- [YOUR INSTRUCTIONS] Extract the final stretch of the data: the line that contains "Thank you for the photo. Please point out the utility" and every line after it, unaltered, and no other lines.

Dataset entries:
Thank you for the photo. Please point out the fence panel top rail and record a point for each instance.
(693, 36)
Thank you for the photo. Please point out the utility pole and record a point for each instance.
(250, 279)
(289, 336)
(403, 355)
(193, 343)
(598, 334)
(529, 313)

- [YOUR SOLUTION]
Thank you for the photo. Please point out the utility pole and record a point for each instance.
(250, 279)
(289, 336)
(403, 355)
(193, 343)
(598, 334)
(529, 313)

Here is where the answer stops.